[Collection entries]
━━━━━━━━
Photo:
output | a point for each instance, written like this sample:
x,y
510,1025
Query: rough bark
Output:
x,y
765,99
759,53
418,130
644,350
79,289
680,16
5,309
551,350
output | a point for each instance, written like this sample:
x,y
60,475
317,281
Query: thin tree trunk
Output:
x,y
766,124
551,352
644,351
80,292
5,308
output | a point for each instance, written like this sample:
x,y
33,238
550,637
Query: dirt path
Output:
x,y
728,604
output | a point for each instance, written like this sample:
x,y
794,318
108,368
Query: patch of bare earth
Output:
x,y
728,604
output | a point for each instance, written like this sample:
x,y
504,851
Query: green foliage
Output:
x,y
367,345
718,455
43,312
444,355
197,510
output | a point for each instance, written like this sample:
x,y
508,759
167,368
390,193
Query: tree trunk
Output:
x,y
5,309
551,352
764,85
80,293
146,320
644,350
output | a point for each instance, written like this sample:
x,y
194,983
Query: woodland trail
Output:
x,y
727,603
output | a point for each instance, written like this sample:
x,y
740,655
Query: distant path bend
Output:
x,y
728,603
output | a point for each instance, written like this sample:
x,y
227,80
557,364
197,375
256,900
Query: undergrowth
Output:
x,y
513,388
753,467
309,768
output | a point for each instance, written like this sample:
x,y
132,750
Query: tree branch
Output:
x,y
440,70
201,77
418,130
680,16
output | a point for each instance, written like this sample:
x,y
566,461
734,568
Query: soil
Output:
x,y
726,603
━━━━━━━━
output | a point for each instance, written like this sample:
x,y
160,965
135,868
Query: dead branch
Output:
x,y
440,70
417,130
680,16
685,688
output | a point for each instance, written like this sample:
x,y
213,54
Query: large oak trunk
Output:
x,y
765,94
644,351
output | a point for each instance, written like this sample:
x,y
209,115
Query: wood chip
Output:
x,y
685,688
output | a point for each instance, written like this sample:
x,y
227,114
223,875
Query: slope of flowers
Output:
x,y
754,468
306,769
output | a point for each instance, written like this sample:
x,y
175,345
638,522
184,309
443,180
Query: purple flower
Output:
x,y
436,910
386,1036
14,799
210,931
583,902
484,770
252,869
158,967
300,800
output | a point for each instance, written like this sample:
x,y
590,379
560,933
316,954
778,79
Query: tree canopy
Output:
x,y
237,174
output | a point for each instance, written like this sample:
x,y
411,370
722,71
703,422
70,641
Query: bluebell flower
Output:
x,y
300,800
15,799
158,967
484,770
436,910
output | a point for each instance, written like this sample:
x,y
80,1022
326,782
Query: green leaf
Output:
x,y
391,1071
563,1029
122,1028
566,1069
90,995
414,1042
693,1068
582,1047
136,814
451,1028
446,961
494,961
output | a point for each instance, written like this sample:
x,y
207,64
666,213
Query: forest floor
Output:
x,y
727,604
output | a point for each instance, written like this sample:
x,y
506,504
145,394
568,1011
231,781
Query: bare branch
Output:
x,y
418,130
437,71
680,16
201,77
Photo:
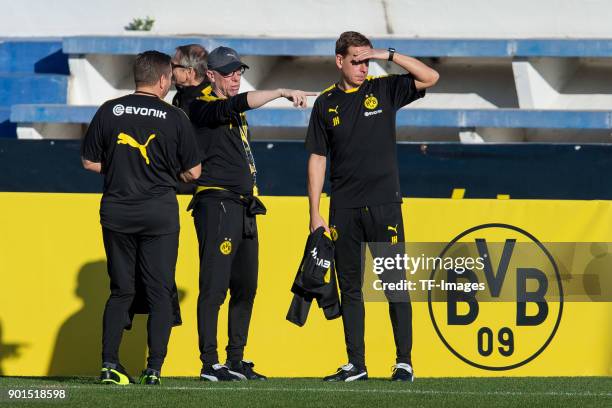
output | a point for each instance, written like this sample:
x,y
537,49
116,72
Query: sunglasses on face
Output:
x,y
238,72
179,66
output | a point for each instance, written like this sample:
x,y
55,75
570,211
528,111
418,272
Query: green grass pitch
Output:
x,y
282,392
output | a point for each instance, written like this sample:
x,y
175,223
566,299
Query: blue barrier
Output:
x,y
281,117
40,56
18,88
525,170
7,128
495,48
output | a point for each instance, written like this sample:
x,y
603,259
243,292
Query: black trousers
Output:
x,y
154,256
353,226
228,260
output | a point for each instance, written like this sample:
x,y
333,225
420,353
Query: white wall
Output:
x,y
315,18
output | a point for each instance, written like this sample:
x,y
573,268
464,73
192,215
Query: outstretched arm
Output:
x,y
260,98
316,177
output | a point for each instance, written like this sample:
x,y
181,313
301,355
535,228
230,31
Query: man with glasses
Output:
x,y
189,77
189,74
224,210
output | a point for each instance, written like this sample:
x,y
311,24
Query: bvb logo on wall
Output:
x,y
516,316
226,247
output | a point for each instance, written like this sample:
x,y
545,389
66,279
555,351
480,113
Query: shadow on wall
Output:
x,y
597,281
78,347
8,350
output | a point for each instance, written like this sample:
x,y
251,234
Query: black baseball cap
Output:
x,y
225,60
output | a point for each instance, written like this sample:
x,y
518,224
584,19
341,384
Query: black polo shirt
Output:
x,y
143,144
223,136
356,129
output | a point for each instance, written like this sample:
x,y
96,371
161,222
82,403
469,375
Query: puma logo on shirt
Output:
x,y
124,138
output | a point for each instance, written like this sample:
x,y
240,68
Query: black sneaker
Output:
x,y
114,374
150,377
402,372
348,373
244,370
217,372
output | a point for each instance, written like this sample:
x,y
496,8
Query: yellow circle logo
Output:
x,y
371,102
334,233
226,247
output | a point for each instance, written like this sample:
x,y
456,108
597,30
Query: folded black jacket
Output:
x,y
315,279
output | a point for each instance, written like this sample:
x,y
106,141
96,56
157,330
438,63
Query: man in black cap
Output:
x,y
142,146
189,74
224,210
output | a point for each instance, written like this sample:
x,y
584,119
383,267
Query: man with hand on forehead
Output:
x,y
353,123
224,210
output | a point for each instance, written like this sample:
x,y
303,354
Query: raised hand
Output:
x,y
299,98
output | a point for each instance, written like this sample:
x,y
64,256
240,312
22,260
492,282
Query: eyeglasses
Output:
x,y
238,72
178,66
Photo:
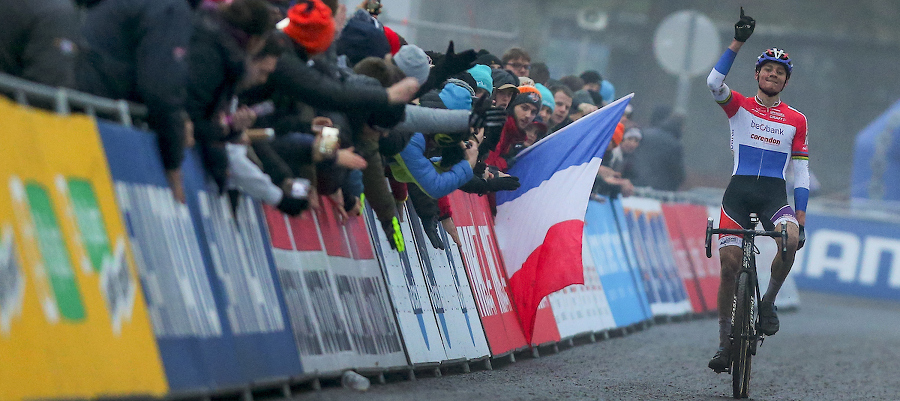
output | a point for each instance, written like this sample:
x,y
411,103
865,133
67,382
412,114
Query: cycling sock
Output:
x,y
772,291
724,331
━━━━━━━━
Extract every line above that contains the string "tree".

Query: thin tree trunk
Query: tree trunk
Query: tree branch
Query: tree canopy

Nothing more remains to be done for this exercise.